Oleh: Haedar Nashir, Ketua Umum Pimpinan Pusat Muhammadiyah
MGN -- Nabi Muhammad SAW bersama kaum muslimum hijrah dari Makkah ke Yastrib bukanlah perpindahan fisik semata. Bukan pula terbatas pada perpindahan pola tindak sehari-hari yang bersifat individual dan simbolik.
Lebih luas dari itu, hijrah Nabi tahun 622 Miladiyah itu sejatinya merupakan hijrah membangun peradaban baru, yakni peradaban “Al-Madinah Al-Munawwarah”, peradaban nan tercerahkan yang lahir dari “Ad-Din” yakni ajaran Islam.
Peradaban Islam yang membebaskan kehidupan jahiliyah Arab yang berada dalam kegelapan segala hal menjadi kehidupan baru yang bercahaya dan mencahayai peradaban semesta.
|---|
• **SASARAN TUGAS**
[a] Salin bagian teks tentang hijrah Nabi mulai dari "Lebih luas dari" sampai dengan "yakni ajaran Islam.".
[b] Lanjutkan teks tentang hijrah Nabi setelah kalimat terakhir yang tercantum.
Materi tidak dibutuhkan untuk menyelesaikan tugas apa pun.

• **CUPLIKAN DATA**
|---|
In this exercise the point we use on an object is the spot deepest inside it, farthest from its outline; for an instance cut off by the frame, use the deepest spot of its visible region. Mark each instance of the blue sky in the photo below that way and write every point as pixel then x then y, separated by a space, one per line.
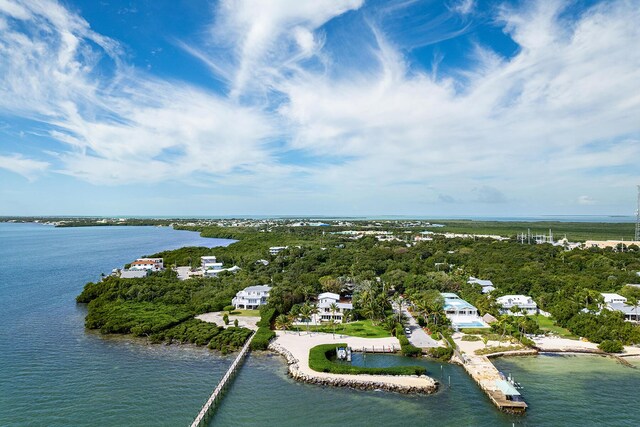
|---|
• **JAWABAN BERURUTAN**
[a]
Lebih luas dari itu, hijrah Nabi tahun 622 Miladiyah itu sejatinya merupakan hijrah membangun peradaban baru, yakni peradaban “Al-Madinah Al-Munawwarah”, peradaban nan tercerahkan yang lahir dari “Ad-Din” yakni ajaran Islam.

[b]
Nabi Muhammad SAW bersama umat Islam pasca hijrah selama sekitar 23 tahun mengemban risalah Allah di jazirah Arab telah berhasil membangun kehidupan bangsa Arab yang berperadaban mulia dengan simbol Yastrib yang semula dusun tertinggal menjadi Al-Madinah Al-Munawwarah, kota peradaban yang tercerahkan.
Maka, hasilnya selama lebih enam abad di pentas dunia Islam hadir menjadi peradaban maju yang mencerahkan peradaban global ketika saat itu peradaban lain di berbagai benua berada dalam kegelapan.
Era itu sering disebut era pencerahan Islam, kejayaan Islam, dan abad keemasan Islam. Di situlah pangkal tolak hijrah sebagai titik balik peradaban dari jahiliyah menuju peradaban utama yang mencerahkan dunia.
Kekuatan paling esensial dari Islam sebagai agama yang mencerahkan dan risalah Nabi membawa pencerahan dapat dirujuk pada tauhid. Islam mengandung ajaran tauhid dan tauhid merupakan fondasi ajaran Islam paling asasi.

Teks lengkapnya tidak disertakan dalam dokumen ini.